CONSIGNE 1:
Répondez à ces questions à partir de l'extrait.
(a) Pendant combien de temps Raphaël Darbellay a-t-il occupé le poste de syndic ?
(b) Combien d'adeptes de l'Église Lève-toi ont dénoncé des pressions de leur « pasteur » ?
(c) Dans quelle ville H. G. se trouve-t-il actuellement ?
CONSIGNE 2: Reproduisez à l'identique le passage de l'extrait qui débute aux mots « Actif dans les » et s'arrête après « Lève toi international. ».

EXTRAIT FOURNI:
-=-=-

Un faux pasteur, Haim Goel ("Le Rédempteur vivant" en hébreu), visé par une enquete pénale
Posté : 05 nov.22, 08:55
Article publié en Suisse par le journaliste Philippe Maspoli, dans 24heures.ch
https://www.24heures.ch/de-graves-accus ... 6801277858
Enquête pénale: De graves accusations visent un gourou actif à Ballaigues
Huit adeptes de l’Église Lève-toi ont dénoncé des pressions financières et psychologiques de leur «pasteur» H. G. Il est poursuivi pour usure et contrainte.
Dans le calme et la discrétion du Jura vaudois, Ballaigues est un havre de paix pour les mouvements religieux . «Beaucoup de mouvances évangéliques sont établies dans la région, c’est connu», relève l’ancien syndic Raphaël Darbellay, qui a occupé ce poste pendant quinze ans, jusqu’en juin 2021. «C’est un milieu assez fermé. Ce sont des gens corrects et il n’y a jamais eu de problème.»
Des rumeurs inquiétantes se sont pourtant répandues depuis 2018 à propos d’un groupe qui se réunissait régulièrement à Ballaigues pendant une quinzaine d’années. Il s’agit de Lève-toi , qui se définit comme «juif messianique», dont le nom spirituel est H. G., le «rédempteur vivant» en hébreu.
Actif dans les Ardennes belges dès le milieu des années 1980, ce père de famille, aujourd’hui septuagénaire, s’est par la suite déplacé en France (Alpes-de-Haute-Provence), dans le cadre d’un projet de «Refuge». Il se trouve actuellement à Jérusalem, d’où il publie ses prêches en vidéo sur le site internet de Lève toi international.
Usure et contrainte
Les bruits inquiétants sur ce mouvement, qui comptait une quinzaine d’adeptes en Suisse, ont des fondements concrets. Le Ministère public vaudois a en effet ouvert une enquête pénale contre Haïm Goël pour usure et contrainte, en raison notamment d’allégations de pressions financières sur certains membres, après avoir reçu une dénonciation d’un organisme spécialiste des mouvements religieux.

-=-=-

Données recueillies:

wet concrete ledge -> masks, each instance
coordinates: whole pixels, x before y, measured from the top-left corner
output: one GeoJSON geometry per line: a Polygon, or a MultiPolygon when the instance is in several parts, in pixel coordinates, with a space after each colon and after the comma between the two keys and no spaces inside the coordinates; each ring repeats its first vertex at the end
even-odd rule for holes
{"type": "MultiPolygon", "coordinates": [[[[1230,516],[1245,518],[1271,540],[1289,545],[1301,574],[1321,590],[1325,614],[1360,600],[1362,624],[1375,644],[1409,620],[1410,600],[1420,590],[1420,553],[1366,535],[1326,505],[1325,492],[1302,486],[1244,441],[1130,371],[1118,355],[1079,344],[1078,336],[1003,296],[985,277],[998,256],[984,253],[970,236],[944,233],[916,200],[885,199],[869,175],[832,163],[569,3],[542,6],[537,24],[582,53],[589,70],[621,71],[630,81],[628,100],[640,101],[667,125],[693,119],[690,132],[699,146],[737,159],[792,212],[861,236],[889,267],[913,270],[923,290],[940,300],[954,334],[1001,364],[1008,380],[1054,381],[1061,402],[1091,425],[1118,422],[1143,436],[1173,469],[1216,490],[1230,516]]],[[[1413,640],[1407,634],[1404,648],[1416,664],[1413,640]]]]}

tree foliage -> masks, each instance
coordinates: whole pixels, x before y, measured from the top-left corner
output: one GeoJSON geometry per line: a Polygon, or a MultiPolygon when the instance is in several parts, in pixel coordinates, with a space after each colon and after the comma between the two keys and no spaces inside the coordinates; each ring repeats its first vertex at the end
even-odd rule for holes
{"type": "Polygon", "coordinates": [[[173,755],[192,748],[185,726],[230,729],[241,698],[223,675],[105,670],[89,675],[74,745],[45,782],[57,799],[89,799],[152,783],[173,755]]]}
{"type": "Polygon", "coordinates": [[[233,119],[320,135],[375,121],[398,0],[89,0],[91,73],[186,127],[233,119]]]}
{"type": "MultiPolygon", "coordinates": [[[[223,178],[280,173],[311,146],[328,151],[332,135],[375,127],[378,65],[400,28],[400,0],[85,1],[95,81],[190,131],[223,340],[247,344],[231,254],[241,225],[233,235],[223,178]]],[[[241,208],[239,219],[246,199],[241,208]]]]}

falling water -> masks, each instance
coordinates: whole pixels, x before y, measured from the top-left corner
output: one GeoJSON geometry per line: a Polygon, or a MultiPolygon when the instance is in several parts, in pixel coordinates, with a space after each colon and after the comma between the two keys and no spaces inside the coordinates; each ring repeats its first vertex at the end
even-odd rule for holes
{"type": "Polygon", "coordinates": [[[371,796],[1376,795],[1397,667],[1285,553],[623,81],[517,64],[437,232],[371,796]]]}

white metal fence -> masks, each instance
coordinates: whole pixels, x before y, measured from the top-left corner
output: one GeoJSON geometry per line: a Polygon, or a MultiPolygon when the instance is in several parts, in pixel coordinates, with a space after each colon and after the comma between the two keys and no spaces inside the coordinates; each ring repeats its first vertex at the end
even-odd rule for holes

-=-=-

RÉPONSE 1:
(a) Raphaël Darbellay a occupé ce poste pendant quinze ans, jusqu'en juin 2021.
(b) Huit adeptes ont dénoncé ces pressions.
(c) Il se trouve actuellement à Jérusalem.

RÉPONSE 2:
Actif dans les Ardennes belges dès le milieu des années 1980, ce père de famille, aujourd’hui septuagénaire, s’est par la suite déplacé en France (Alpes-de-Haute-Provence), dans le cadre d’un projet de «Refuge». Il se trouve actuellement à Jérusalem, d’où il publie ses prêches en vidéo sur le site internet de Lève toi international.